### WHAT THE TASK ASKS
Each record is to be transcribed in full and exactly.

### DATASET
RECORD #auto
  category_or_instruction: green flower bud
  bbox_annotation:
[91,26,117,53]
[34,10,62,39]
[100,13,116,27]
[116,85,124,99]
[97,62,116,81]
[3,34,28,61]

### SOLUTION FOR THIS PROBLEM
RECORD #auto
  category_or_instruction: green flower bud
  bbox_annotation:
[91,26,117,53]
[34,10,62,39]
[100,13,116,27]
[116,85,124,99]
[97,62,116,81]
[3,34,28,61]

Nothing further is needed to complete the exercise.